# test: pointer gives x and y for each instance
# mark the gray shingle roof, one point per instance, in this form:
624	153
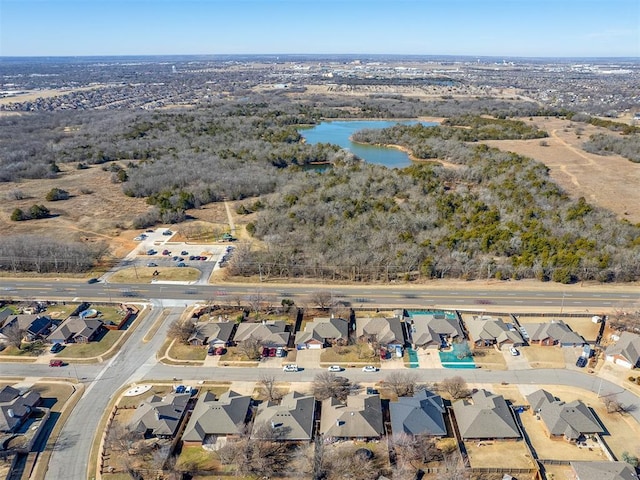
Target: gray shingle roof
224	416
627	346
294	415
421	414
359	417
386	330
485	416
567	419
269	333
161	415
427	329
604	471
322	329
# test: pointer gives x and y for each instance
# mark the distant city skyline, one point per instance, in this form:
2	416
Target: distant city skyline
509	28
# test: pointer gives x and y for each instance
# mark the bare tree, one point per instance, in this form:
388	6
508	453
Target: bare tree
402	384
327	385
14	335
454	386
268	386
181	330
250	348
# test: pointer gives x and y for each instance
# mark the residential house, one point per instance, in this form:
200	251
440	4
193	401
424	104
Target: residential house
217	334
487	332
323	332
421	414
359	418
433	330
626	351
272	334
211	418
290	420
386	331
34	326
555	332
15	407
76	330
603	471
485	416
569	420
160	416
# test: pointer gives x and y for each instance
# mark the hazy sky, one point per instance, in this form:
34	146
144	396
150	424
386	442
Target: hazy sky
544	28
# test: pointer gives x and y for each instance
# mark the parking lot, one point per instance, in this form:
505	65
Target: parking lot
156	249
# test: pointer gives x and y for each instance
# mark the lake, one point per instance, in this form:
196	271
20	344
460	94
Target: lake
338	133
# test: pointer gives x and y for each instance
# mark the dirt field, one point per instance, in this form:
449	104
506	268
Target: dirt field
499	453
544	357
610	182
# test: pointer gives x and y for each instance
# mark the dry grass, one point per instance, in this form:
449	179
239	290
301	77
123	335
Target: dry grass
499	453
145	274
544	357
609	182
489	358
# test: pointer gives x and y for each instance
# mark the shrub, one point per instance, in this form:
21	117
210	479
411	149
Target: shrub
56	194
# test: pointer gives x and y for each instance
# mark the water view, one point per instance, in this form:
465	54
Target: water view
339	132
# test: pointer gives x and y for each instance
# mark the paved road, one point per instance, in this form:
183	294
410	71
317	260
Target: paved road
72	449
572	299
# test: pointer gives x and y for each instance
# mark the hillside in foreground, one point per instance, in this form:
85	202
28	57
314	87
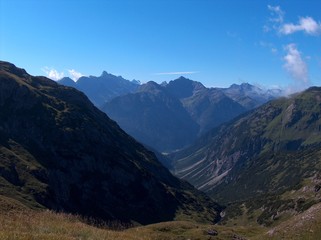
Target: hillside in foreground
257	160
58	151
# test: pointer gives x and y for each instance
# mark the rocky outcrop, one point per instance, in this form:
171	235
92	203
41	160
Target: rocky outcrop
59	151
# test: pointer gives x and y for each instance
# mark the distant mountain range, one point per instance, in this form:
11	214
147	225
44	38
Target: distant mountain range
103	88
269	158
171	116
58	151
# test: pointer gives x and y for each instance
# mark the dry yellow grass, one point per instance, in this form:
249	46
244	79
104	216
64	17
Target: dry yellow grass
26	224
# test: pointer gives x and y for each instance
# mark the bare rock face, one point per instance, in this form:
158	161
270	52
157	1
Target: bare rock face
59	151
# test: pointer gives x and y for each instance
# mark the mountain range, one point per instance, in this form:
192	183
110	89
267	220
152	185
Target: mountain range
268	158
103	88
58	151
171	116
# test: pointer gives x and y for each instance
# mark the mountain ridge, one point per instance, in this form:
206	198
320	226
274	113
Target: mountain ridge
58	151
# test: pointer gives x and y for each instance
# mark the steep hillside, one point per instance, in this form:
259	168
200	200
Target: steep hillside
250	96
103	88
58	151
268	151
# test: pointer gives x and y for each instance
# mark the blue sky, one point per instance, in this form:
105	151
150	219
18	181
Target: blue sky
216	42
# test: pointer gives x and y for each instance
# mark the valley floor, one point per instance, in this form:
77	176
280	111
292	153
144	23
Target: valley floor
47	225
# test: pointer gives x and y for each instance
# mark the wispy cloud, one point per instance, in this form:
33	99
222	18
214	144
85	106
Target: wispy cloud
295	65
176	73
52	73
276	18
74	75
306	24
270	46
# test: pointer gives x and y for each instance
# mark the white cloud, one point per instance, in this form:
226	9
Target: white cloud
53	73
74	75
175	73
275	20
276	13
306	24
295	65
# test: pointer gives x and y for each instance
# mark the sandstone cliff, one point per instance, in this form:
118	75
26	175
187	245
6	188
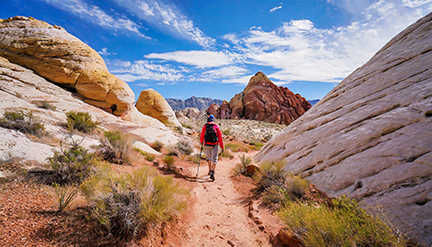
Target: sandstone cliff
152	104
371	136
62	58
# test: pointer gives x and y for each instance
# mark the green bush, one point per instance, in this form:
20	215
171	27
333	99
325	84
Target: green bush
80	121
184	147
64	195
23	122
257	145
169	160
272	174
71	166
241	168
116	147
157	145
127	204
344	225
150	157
------------------------------
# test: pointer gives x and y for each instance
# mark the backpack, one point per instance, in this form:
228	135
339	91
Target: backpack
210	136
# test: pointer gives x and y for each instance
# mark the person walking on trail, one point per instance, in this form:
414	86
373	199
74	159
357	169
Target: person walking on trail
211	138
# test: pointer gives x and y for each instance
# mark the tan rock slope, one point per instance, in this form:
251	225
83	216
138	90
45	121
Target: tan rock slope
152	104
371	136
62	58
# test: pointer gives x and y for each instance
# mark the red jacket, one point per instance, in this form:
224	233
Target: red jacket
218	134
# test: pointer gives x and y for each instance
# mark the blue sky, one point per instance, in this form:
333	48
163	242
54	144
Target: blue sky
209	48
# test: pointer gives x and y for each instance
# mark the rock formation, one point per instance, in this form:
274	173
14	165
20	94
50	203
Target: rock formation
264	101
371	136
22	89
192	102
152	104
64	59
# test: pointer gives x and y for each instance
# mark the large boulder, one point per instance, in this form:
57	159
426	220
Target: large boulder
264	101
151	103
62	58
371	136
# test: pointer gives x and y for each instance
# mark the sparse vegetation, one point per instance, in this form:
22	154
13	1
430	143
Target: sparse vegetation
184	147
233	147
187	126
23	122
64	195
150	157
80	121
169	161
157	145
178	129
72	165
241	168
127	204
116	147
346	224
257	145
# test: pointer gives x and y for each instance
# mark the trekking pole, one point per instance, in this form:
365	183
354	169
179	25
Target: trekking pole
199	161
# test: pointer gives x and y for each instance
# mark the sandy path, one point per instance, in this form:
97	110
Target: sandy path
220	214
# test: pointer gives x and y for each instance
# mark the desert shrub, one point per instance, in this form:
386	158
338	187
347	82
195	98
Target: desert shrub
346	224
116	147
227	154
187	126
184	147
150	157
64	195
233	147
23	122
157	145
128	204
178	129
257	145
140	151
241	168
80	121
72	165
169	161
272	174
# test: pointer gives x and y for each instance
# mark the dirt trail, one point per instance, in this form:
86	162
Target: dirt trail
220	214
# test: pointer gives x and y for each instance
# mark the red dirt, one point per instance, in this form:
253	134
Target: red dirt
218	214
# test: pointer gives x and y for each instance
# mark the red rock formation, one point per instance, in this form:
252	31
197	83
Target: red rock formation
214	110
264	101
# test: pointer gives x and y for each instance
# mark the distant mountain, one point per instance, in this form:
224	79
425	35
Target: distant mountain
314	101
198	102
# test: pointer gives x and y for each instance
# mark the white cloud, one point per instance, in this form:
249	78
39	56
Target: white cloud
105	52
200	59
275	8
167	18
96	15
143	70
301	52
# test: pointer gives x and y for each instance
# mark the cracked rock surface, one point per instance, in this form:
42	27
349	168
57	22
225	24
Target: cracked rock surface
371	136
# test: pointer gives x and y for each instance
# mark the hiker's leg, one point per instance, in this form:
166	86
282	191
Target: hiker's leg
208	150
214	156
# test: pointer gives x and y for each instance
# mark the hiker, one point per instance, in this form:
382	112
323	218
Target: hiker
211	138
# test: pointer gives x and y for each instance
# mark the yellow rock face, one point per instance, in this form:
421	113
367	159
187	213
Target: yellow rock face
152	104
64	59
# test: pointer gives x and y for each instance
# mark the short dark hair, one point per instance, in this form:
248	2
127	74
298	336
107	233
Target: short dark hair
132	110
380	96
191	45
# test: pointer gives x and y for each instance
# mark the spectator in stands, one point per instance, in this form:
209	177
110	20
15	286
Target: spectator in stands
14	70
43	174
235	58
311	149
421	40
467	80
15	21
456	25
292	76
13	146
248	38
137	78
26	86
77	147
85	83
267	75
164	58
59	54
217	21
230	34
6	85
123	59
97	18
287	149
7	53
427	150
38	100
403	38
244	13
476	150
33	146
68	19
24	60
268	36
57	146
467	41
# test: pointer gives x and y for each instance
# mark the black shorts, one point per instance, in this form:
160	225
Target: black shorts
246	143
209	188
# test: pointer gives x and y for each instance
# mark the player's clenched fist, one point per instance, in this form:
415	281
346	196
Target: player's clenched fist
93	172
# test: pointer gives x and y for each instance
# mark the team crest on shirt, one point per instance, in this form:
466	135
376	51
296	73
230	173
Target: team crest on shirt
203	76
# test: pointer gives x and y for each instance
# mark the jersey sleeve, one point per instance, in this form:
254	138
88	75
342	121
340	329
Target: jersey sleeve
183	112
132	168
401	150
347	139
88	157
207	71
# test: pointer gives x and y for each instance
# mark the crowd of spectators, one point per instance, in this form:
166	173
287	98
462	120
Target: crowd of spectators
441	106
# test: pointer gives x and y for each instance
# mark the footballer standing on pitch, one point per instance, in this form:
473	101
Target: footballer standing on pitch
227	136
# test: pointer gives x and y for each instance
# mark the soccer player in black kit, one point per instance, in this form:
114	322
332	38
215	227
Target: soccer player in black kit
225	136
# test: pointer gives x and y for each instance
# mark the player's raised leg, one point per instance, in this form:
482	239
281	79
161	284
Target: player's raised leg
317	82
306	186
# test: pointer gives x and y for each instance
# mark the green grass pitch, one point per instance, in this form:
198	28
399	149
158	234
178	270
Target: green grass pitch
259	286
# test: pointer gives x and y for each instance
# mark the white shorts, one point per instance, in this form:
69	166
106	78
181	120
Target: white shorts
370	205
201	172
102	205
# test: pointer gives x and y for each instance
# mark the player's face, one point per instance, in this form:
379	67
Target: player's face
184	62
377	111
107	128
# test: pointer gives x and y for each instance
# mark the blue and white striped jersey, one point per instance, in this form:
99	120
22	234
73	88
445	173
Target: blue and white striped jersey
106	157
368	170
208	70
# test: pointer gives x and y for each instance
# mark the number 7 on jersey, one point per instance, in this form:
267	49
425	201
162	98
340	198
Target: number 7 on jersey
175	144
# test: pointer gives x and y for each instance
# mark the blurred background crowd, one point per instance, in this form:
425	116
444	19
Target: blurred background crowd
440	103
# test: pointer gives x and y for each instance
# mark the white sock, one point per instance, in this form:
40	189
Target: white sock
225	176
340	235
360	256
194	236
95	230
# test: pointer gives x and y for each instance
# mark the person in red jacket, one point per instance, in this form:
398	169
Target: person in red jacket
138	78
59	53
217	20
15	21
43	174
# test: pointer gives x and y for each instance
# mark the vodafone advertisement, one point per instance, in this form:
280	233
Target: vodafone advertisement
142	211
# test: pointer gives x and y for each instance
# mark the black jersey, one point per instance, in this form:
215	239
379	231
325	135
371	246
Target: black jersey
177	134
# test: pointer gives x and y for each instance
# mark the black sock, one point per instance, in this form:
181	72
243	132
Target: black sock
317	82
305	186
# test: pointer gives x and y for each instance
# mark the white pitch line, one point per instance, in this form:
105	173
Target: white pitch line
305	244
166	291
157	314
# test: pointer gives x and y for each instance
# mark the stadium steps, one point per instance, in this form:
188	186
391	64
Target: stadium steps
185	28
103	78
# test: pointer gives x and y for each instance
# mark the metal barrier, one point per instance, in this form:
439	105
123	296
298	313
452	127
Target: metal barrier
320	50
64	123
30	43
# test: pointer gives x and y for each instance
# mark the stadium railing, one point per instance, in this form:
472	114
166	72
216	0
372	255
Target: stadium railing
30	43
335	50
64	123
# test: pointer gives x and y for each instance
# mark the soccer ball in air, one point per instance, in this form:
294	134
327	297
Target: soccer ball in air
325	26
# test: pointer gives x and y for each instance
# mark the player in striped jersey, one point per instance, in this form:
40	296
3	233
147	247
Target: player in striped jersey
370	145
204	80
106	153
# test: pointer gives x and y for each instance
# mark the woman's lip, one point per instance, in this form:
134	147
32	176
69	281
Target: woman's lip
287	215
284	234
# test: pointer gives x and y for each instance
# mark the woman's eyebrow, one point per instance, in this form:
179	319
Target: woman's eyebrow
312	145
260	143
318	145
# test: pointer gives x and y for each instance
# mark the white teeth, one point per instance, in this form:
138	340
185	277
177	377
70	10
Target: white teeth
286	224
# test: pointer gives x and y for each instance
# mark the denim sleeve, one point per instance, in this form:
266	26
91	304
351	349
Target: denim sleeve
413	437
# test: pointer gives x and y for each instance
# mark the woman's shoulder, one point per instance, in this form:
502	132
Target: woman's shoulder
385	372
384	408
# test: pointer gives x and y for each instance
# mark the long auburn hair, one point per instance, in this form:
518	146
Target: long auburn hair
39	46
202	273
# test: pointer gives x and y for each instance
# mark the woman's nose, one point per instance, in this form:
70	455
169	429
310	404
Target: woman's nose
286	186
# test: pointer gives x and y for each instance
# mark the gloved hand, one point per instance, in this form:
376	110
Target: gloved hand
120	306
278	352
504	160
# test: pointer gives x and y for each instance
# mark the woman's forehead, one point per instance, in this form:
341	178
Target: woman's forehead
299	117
------------------------------
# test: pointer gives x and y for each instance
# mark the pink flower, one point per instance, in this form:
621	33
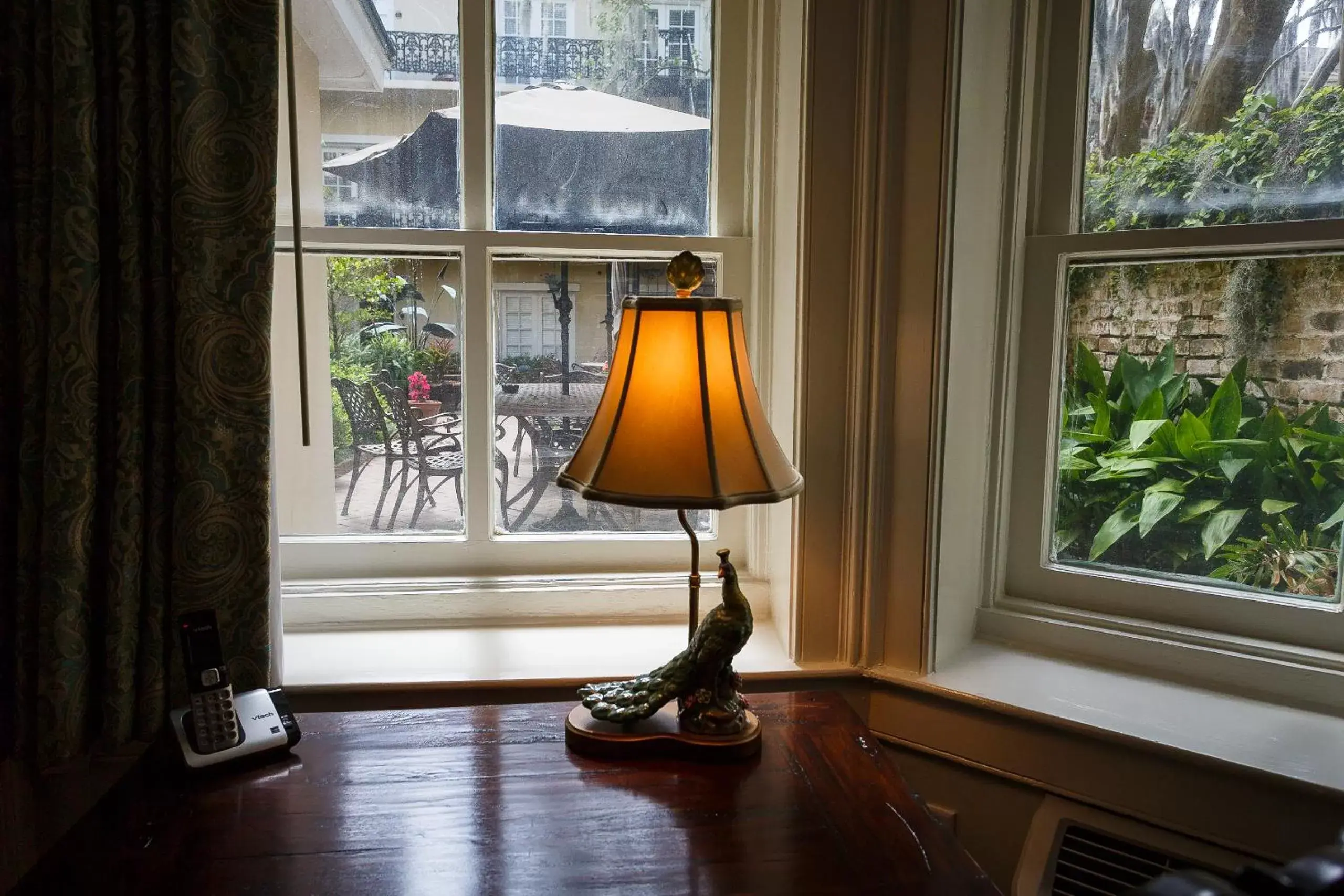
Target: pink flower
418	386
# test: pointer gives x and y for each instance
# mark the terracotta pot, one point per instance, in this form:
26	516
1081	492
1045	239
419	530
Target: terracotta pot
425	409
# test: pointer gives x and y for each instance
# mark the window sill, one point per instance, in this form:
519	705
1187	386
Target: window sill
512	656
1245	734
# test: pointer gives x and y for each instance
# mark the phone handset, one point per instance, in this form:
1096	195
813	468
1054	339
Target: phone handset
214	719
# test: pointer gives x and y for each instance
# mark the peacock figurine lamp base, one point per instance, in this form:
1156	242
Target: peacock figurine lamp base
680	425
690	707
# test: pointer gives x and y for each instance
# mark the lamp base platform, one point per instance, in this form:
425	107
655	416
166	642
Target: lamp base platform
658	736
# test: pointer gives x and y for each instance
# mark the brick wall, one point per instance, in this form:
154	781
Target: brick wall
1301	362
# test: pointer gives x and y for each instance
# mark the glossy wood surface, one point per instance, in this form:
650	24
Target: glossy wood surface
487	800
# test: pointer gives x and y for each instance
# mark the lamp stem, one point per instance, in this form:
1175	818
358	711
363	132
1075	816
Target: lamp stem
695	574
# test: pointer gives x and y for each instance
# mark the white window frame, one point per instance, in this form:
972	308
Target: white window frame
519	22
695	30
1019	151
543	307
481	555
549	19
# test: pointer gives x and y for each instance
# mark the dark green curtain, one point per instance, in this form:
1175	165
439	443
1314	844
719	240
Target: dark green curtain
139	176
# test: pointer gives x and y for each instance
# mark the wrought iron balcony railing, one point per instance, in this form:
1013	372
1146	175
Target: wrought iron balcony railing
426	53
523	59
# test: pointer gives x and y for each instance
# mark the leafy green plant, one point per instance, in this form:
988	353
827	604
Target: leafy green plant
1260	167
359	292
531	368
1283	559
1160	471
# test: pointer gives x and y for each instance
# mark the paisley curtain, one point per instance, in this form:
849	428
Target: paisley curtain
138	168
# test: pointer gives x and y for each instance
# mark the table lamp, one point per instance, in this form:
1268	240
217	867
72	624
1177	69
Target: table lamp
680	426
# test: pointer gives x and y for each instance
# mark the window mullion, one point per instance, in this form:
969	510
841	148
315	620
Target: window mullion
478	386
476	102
------------------------------
-- Instruction --
List every row above that contains the word "teeth". Match case exactly.

-- Full solution --
# mark the white teeth, one point per instance, in this form:
Target: white teeth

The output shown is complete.